SELECTION:
========
# Lesson Video: Conditional Probability

In this video, we will learn how to calculate conditional probability using the formula and venn diagrams.

17:58

### Video Transcript

In this lesson, we will learn how to calculate conditional probability using the formula and Venn diagrams. There are many situations where we might want to apply the rules of conditional probability. So one example is that a person’s eyes are a particular color is affected by or conditional on the color of the parents’ eyes. Or even if we look at a pack of cards, what the value of your second card from a pack if you do not replace the first is also conditional on the value of the first. So these are all situations where conditional probability can be applied.

And we can define conditional probability mathematically as follows. So if we want to look at the definition of a conditional probability, we can say that if the probability of an event 𝐵 is affected by the occurrence of an event 𝐴, then we say that the probability of 𝐵 is conditional on the occurrence of 𝐴. And the notation we use for conditional probability is written here. And it’s 𝑃, and we’ve got parentheses, and then 𝐵 and then a vertical line and then 𝐴. And this is read as the probability of 𝐵 given 𝐴.

So depending on the form of the problem, there are a few different methods we can use to help us calculate conditional probabilities. These include Venn diagrams, tree diagrams, and then also the conditional probability formula. So as well as these, we’ll also need to use some of our rules of probability. So let’s have a quick recap and look at some of those now.

So if we take a look at our notation, we can see that this here means the probability event 𝐴 occurring. So our first rule is that the probability event 𝐴 occurring is greater than or equal to zero but less than or equal to one. And then for our second rule, what we have is that the sum of the probabilities of all possible outcomes is equal to one. So then our third rule states that the probability of the complement of event 𝐴 or not 𝐴 is given by the probability of the complement of an 𝐴 equals one minus the probability of event 𝐴.

So it’s worth noting that, in the notation here, we’ve got 𝐴 bar or 𝐴 with a horizontal line above it. And this means the complement of 𝐴. It’s also worth noting that we could have 𝐴 prime, and it would mean exactly the same thing. So that means not 𝐴. So later on, what we’re also gonna look at is some other rules or formulae that relate to conditional probability.

So now let’s look at some examples. In our first example, we will calculate the probability of the complement of an event. So this question is not actually conditional probability, but it shows us some of the useful skills that we’ll need to use later on.

In an animal rescue shelter, 42 percent of the current inhabitants are cats, and 38 percent are dogs. Find the probability that an animal chosen at random is not a cat. Then find the probability that an animal chosen at random is neither a cat nor a dog.
========
PROBLEMS TO SOLVE:
1/ List the methods the lesson gives for calculating conditional probabilities.
2/ Write out the lesson text between "In an animal" and "cat nor a dog.", inclusive.
Work only from the lesson.

ENTRIES SHOWN:
========
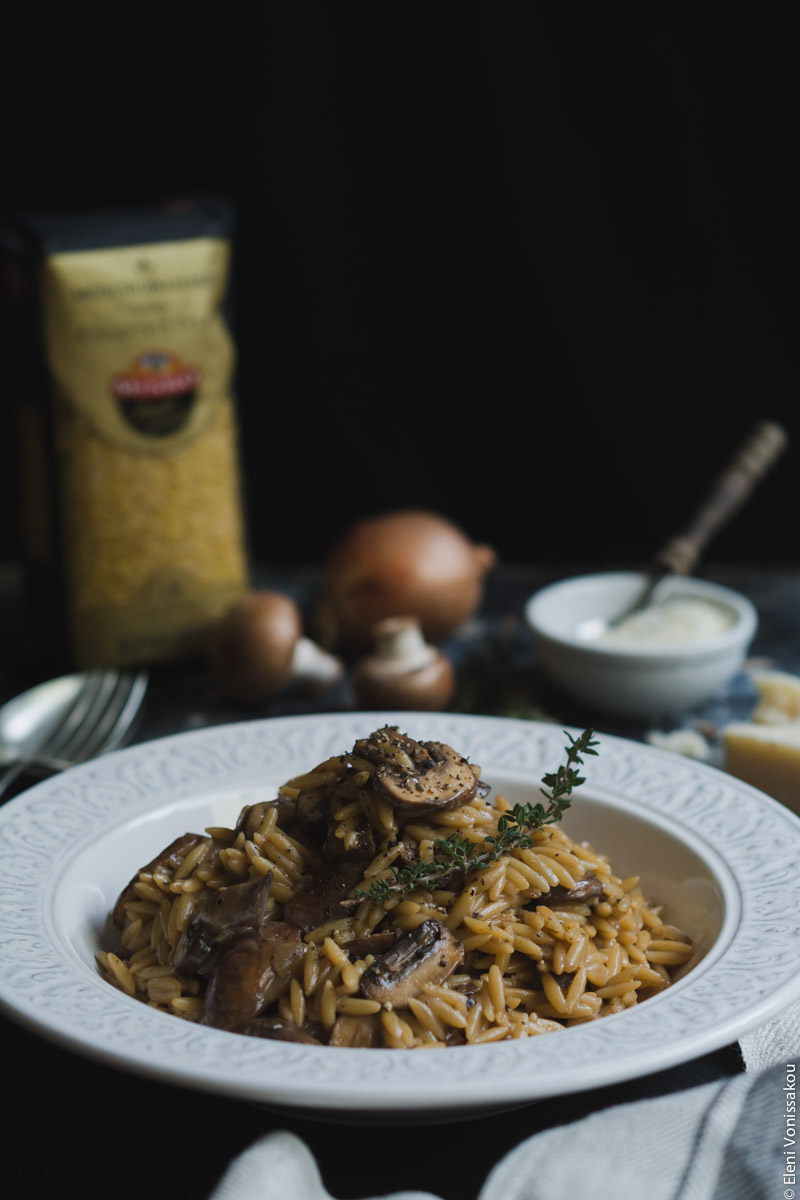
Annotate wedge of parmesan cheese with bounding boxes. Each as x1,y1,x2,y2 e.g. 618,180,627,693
========
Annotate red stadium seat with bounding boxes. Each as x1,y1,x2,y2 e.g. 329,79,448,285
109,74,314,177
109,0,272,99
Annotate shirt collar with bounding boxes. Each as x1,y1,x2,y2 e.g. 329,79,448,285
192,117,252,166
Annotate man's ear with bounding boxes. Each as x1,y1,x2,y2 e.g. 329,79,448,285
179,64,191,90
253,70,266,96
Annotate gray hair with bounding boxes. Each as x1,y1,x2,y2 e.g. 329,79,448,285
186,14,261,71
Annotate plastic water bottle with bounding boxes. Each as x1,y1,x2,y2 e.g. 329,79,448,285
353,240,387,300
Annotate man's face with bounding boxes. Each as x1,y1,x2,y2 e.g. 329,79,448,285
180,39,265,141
========
SOLUTIONS BY TASK:
1/ Venn diagrams, tree diagrams, and the conditional probability formula.

2/
In an animal rescue shelter, 42 percent of the current inhabitants are cats, and 38 percent are dogs. Find the probability that an animal chosen at random is not a cat. Then find the probability that an animal chosen at random is neither a cat nor a dog.